Text section>
1 Definitions and Interpretation
In these terms:
Authorised Partner Brand Guidelines means the brand guidelines available within the Authorised Partner Portal
Authorised Partner Portal means the portal available at https://fliteboard.au.auth0.com/u/login
Default Rate means 15%
Fliteboard Intellectual Property has the meaning given in clause 14
Incoterms means Incoterms 2020 as published by the International Chamber of Commerce
Insolvency Event means, a person is: unable to pay their debts, as and when they fall due; an application for winding up of the person is made and not stayed within 14 days, or a resolution for winding up of the person is passed; a winding up order is made in respect of the person; a controller, administrator, receiver and/or manager, statutory manager, provisional liquidator or liquidator is appointed to the person; a mortgagee enters the possession of any of the person’s property; notice is given of a meeting of creditors of the person for the purposes of a deed or scheme of arrangement; or any similar actions are taken
Invoice means an invoice We issue to You
Order means any order for Products placed by You with Us
Order Confirmation means our confirmation of your Order
Price means the price payable for Products
Products means any item We sell to You as described in our invoice
Terms means these Trading Terms
VAT means any tax imposed in accordance with EC Directive 2006/112, its replacement, or any other tax which might be chargeable in connection with the supply of the Products
‘We’, ‘Us’ or ‘Our’ means Fliteboard Europe B.V.

Challenge a>
Copy out, word for word, the stretch of the data entries from the line that contains "Note: we are tagging the driver's arm" through the line that contains "[(184, 79), (205, 60), (103, 58), (6, 44)]".

Data entries>
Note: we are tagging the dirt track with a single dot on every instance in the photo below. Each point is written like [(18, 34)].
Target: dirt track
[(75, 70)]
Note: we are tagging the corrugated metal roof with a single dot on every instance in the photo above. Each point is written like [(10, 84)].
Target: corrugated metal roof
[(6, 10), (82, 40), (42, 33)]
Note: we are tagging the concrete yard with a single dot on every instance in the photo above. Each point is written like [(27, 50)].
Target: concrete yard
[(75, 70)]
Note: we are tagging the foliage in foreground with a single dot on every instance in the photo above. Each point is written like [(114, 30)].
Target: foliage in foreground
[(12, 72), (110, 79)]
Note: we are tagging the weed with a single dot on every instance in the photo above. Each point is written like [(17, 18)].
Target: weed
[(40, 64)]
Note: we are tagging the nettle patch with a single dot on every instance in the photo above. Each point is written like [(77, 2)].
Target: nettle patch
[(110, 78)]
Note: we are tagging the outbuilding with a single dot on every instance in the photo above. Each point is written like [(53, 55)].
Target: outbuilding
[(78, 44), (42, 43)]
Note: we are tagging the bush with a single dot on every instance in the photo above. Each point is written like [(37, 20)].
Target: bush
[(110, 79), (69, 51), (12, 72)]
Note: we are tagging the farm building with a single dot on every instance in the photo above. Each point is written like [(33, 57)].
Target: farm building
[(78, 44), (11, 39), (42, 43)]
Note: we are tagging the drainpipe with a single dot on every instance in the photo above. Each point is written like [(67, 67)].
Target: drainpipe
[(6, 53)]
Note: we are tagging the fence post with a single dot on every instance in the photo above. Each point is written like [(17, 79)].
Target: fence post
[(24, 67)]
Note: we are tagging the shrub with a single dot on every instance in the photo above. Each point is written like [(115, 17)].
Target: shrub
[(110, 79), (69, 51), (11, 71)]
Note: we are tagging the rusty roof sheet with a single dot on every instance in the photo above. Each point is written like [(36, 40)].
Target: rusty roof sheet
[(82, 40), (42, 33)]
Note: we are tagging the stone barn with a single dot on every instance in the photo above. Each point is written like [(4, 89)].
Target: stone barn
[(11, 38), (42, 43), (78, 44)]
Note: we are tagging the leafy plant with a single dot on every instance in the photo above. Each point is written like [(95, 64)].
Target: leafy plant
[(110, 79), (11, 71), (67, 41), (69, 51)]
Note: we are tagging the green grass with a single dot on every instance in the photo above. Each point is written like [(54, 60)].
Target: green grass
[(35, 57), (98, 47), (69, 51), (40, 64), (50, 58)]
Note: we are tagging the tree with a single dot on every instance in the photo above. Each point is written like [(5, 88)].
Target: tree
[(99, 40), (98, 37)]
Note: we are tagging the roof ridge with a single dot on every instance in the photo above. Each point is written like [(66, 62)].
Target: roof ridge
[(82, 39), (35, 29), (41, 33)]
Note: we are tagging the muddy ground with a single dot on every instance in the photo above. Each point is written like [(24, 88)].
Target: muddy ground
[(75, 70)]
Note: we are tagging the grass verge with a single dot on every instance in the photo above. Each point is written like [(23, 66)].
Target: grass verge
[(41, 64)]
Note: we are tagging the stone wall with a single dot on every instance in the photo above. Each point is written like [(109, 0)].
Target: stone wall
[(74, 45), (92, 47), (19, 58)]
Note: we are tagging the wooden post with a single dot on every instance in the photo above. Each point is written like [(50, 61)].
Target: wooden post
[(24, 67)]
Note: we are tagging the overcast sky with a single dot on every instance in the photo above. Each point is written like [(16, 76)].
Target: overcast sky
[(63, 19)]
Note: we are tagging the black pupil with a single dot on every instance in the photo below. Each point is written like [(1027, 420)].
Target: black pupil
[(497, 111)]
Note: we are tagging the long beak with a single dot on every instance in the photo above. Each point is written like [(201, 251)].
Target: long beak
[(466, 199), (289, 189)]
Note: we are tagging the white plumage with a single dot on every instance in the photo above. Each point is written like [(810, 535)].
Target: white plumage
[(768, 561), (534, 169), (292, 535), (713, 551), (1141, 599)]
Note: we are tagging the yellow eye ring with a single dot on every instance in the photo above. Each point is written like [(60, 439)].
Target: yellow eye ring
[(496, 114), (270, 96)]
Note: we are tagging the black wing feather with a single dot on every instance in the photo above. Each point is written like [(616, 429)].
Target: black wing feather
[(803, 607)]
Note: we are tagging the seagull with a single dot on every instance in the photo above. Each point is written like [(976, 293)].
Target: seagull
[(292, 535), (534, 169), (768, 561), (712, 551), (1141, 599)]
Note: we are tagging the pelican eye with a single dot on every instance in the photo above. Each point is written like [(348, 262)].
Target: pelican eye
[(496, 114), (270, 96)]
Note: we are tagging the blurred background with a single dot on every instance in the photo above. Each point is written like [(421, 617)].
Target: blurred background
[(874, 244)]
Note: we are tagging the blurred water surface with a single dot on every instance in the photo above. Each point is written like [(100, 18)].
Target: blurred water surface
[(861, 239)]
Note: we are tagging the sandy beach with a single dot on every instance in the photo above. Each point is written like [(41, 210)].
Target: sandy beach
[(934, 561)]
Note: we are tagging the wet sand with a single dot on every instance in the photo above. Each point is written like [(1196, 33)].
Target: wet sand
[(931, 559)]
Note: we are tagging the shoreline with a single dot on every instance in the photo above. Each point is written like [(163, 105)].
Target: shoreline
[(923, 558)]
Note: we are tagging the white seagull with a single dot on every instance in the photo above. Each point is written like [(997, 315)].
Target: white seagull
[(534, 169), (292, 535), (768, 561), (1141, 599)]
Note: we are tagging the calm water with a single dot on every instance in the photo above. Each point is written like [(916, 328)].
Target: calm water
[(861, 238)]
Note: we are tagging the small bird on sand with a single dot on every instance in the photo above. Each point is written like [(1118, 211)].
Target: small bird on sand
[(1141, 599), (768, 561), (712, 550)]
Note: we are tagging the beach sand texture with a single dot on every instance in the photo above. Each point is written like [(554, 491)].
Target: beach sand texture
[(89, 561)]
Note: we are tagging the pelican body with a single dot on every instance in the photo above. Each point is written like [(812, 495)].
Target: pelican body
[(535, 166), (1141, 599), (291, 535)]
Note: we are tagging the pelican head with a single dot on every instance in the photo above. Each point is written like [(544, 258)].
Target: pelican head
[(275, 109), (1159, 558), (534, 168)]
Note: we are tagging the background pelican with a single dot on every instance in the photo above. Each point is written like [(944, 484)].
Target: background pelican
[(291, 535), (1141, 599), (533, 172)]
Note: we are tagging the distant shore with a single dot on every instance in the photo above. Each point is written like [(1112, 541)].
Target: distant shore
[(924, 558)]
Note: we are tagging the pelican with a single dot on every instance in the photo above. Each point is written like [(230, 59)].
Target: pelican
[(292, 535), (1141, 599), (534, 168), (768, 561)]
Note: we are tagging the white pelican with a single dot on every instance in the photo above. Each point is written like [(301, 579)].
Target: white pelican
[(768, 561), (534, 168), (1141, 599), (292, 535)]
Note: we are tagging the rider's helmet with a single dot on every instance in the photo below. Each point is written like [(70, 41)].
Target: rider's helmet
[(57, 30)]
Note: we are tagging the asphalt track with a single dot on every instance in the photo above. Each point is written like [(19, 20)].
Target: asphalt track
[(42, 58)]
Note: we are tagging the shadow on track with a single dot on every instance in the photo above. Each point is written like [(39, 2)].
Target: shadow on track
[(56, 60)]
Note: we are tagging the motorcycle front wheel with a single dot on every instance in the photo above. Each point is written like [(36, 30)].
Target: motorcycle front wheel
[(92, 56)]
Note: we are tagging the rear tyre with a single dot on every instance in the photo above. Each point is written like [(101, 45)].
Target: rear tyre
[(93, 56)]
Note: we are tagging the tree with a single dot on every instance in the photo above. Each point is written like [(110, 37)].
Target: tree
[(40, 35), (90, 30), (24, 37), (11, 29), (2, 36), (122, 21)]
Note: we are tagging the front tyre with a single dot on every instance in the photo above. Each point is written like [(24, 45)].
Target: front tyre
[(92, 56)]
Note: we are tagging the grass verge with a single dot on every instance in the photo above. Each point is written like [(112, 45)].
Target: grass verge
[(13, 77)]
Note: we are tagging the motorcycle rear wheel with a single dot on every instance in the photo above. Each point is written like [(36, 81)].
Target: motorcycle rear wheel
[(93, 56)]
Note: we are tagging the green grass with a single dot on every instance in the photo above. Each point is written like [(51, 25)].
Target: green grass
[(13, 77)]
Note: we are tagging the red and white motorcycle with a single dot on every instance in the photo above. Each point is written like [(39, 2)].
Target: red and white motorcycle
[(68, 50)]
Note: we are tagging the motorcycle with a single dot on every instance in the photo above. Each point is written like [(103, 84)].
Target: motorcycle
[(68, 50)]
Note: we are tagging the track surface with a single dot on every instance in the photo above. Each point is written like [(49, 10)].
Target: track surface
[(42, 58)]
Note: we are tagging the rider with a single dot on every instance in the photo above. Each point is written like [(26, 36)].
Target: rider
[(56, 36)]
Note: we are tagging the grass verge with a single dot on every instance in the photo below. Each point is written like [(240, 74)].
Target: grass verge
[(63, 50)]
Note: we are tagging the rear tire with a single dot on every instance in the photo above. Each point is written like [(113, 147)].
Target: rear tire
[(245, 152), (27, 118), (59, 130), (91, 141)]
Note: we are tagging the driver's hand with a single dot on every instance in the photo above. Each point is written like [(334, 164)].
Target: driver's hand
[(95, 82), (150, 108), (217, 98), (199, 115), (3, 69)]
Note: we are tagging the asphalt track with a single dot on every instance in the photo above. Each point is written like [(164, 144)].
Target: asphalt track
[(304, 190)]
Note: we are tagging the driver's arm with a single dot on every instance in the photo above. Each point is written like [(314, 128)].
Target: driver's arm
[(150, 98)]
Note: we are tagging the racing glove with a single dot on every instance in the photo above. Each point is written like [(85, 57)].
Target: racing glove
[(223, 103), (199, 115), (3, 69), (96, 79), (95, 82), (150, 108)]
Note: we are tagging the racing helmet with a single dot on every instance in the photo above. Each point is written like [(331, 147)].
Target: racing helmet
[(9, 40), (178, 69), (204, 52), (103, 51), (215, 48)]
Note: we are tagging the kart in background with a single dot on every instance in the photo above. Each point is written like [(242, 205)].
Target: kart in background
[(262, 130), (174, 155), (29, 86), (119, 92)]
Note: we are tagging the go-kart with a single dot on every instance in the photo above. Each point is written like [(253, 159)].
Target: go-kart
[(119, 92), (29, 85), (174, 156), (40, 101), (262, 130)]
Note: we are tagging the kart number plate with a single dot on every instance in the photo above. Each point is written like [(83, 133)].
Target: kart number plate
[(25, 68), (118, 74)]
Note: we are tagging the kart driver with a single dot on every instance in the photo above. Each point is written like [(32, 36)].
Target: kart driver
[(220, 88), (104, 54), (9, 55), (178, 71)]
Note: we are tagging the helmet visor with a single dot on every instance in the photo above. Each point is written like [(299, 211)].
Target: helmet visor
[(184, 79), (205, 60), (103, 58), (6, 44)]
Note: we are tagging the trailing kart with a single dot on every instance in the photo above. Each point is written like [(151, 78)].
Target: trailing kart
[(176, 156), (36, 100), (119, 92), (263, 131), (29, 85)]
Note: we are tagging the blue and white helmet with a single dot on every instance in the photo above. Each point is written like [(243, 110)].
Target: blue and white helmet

Challenge b>
Decide whether each statement below agrees with the definitions section. Give yes or no for each, and quote the words that settle it. (i) The Default Rate is 15%. (ii) Incoterms refers to Incoterms 2010. (iii) 'We' refers to Fliteboard Europe B.V.

Reply a>
Note: we are tagging the driver's arm with a single dot on every instance in the photo above. Each point is written like [(314, 128)].
Target: driver's arm
[(150, 98)]
Note: we are tagging the racing glove with a single dot on every instance in the photo above. Each point is written like [(85, 57)].
Target: racing glove
[(223, 103), (199, 115), (3, 69), (96, 79), (95, 82), (150, 108)]
Note: we are tagging the racing helmet with a single dot on every instance in the photo above. Each point is written like [(331, 147)].
Target: racing helmet
[(9, 40), (178, 69), (204, 52), (103, 51), (215, 48)]
Note: we are tagging the kart in background with a single dot on every instance in the photo above. Each point is written like [(242, 205)].
Target: kart in background
[(262, 130), (174, 155), (29, 86), (119, 92)]
Note: we are tagging the go-kart with a single dot on every instance in the photo above. Each point is written like [(253, 159)].
Target: go-kart
[(119, 92), (29, 85), (174, 156), (40, 101), (262, 130)]
Note: we are tagging the kart number plate with a single dot on every instance in the photo above. Each point is written like [(83, 133)].
Target: kart number plate
[(25, 68), (118, 74)]
Note: we are tagging the kart driver with a single dot on every instance in the photo above. Each point is written like [(32, 36)].
Target: kart driver
[(220, 88), (104, 54), (9, 55), (178, 71)]
Note: we are tagging the helmet visor with a single dot on every instance in the photo above. Each point is written like [(299, 211)].
Target: helmet visor
[(184, 79), (205, 60), (103, 58), (6, 44)]

Reply b>
(i) Yes: "Default Rate means 15%"
(ii) No: "Incoterms means Incoterms 2020 as published by the International Chamber of Commerce"
(iii) Yes: "‘We’, ‘Us’ or ‘Our’ means Fliteboard Europe B.V."